В музыке эта игра идет от ощущения тела к эстетическим идеям (к объектам для аффектов), а от этих идей обратно к [ощущению] тела, но с возросшей силой. В шутке (которую так же, как и музыку, следует причислить скорее к приятному, чем к изящному искусству) игра начинается с мыслей, которые все вместе, поскольку они ищут чувственного выражения, занимают также тело; и так как рассудок, не находя в этом изображении того, чего он ожидал, внезапно ослабевает,
==351
то действие этого ослабления чувствуется в теле через вибрацию органов, которая содействует восстановлению их равновесия и имеет благотворное влияние на здоровье.
Во всем, что вызывает веселый неудержимый смех, должно быть нечто нелепое (в чем, следовательно, рассудок сам по себе не может находить никакого удовольствия). Смех есть аффект от внезапного превращения напряженного ожидания в ничто. Именно это превращение, которое для рассудка явно не радостно, все же косвенно вызывает на мгновение живую радость. Следовательно, причина должна заключаться во влиянии представления на тело и на взаимодействие его с душой, и притом не потому, что представление объективно есть предмет удовольствия (разве может радовать обманутое ожидание?), а исключительно потому, что оно, как чистая игра представлений, приводит в равновесие жизненные силы в теле.
Если кто-нибудь рассказывает, что индиец, сидя за столом у англичанина в Сурате, когда тот откупоривал бутылку с элем, увидел, что все это пиво, превратившись в пену, вырвалось наружу, многочисленными восклицаниями выразил свое огромное удивление и на вопрос англичанина: «Что же здесь удивительного?» — ответил: «Меня удивляет не то, что оно оттуда вышло, а то, как вы сумели втиснуть его туда», — то мы смеемся и это доставляет нам истинное удовольствие; [и смеемся мы] не потому, что мы считаем себя умнее этого несведущего [индийца], и вообще не по поводу чего-то, что рассудок позволил бы нам обнаружить в этом приятного, а потому, что мы напряженно ждали и это ожидание вдруг растворилось в ничто. Или если наследник богатого родственника намерен устроить его похороны весьма торжественно и жалуется, что это ему не удается, так как (говорит он): чем больше я даю денег своим плакальщикам, чтобы они выглядели опечаленными, тем веселее они становятся, — то мы громко смеемся;
объясняется это тем, что наше ожидание вдруг превращается в ничто. Следует отметить, что ожидание должно превращаться не в положительную противоположность ожидаемого предмета — так как это всегда есть нечто
==352
и часто может огорчать, — а в ничто. В самом деле, если, слушая рассказ о каком-то происшествии, мы многого ожидаем от этого рассказа, но в конце мы сразу понимаем, что все это неверно, то нам это неприятно, как, например, рассказ о людях, которые от большого горя в одну ночь совершенно поседели. Напротив, если после такого рассказа какой-нибудь шутник очень подробно расскажет о горе какого-то купца, который, возвращаясь из Индии со всеми своими товарами в Европу, в страшную бурю вынужден был выбросить за борт все свое состояние и горевал об этом до такой степени, что у него в одну ночь поседел парик, то мы смеемся и это доставляет нам удовольствие, так как мы свой собственный промах в каком-то для нас, впрочем, безразличном предмете или, вернее, свою идею, за которой мы следили, бросаем еще некоторое время, как мяч, туда и сюда, тогда как мы хотим лишь схватить его -и удержать в руках. Здесь доставляет удовольствие вовсе не отповедь лжецу или дураку; ведь и сама по себе последняя история, если ее рассказать с нарочитой серьезностью, вызвала бы в обществе громкий смех; а на первую историю обычно не стоило бы даже обращать внимание.

■ **Исходные данные**
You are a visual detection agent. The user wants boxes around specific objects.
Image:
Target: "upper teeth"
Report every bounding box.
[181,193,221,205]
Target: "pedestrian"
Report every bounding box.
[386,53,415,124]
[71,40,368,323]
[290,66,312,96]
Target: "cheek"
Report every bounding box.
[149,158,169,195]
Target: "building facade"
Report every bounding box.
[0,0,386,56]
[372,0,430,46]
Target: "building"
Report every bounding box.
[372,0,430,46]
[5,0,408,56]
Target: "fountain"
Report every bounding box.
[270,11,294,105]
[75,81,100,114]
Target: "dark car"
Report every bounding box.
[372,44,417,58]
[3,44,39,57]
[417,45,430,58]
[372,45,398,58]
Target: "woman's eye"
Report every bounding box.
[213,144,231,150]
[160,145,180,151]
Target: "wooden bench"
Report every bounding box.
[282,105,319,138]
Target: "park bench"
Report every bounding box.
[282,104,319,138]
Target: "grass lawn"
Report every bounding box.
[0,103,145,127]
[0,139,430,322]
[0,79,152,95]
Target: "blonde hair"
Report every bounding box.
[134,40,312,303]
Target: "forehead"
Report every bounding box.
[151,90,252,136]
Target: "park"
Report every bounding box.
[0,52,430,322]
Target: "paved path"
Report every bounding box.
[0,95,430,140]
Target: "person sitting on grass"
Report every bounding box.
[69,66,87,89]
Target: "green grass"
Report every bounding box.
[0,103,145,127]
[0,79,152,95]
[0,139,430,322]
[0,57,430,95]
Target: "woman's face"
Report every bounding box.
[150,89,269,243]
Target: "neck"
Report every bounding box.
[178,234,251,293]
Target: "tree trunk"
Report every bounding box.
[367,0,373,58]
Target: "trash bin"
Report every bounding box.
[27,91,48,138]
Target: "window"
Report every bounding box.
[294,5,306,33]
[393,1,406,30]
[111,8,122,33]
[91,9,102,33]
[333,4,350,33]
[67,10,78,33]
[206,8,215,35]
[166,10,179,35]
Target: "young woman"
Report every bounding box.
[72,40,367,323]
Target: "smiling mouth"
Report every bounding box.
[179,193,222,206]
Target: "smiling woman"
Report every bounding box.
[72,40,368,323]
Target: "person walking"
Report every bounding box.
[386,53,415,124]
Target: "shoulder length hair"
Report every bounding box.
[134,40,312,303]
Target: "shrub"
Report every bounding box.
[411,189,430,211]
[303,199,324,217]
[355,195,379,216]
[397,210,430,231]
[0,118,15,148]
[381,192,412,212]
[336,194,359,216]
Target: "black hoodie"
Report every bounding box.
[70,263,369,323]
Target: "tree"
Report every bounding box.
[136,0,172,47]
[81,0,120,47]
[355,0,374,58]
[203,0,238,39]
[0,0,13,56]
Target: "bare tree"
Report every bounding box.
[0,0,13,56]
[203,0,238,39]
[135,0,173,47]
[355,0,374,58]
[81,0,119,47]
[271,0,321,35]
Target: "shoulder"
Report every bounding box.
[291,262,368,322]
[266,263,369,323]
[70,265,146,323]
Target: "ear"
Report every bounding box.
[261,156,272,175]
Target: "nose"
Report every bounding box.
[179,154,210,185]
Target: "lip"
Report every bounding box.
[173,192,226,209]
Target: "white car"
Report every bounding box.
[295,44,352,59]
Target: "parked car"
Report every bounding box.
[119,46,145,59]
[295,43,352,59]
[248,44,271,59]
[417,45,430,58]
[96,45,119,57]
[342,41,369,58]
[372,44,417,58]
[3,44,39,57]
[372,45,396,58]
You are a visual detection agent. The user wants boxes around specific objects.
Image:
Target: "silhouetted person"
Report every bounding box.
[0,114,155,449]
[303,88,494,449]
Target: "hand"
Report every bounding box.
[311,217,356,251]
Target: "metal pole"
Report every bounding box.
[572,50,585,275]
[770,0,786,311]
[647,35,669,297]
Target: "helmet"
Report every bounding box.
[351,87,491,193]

■ **Письменное задание 1**
Ответьте на вопросы по фрагменту о смехе, пометив ответы теми же буквами.
(a) В каком городе индиец сидел за столом у англичанина?
(b) Что происходит с плакальщиками, чем больше наследник платит им денег?
(c) Что поседело за одну ночь у купца, который возвращался из Индии?
■ **Письменное задание 2**
Продолжите текст о природе смеха, начав сразу после его последнего предложения.

■ **Результат упражнения 1**
(a) Индиец сидел за столом у англичанина в Сурате.
(b) Чем больше наследник платит плакальщикам, тем веселее они становятся.
(c) За одну ночь у купца поседел парик.

■ **Результат упражнения 2**
Примечательно, что во всех таких случаях шутка должна заключать в себе нечто такое, что может на мгновение обмануть; поэтому, когда иллюзия растворяется в ничто, душа снова оглядывается назад, чтобы еще раз испробовать ее, и таким образом через быстро сменяющиеся напряжение и расслабление спешит то туда, то сюда, отчего и происходит колебание; итак как отрыв от того, что как бы натягивало струну, совершается внезапно (не постепенным ослаблением), то это колебание должно возбуждать душевное волнение и согласующееся с ним внутреннее телесное движение, которое продолжается непроизвольно, вызывает утомление, но вместе с этим и веселость (последствия движения, способствующего здоровью).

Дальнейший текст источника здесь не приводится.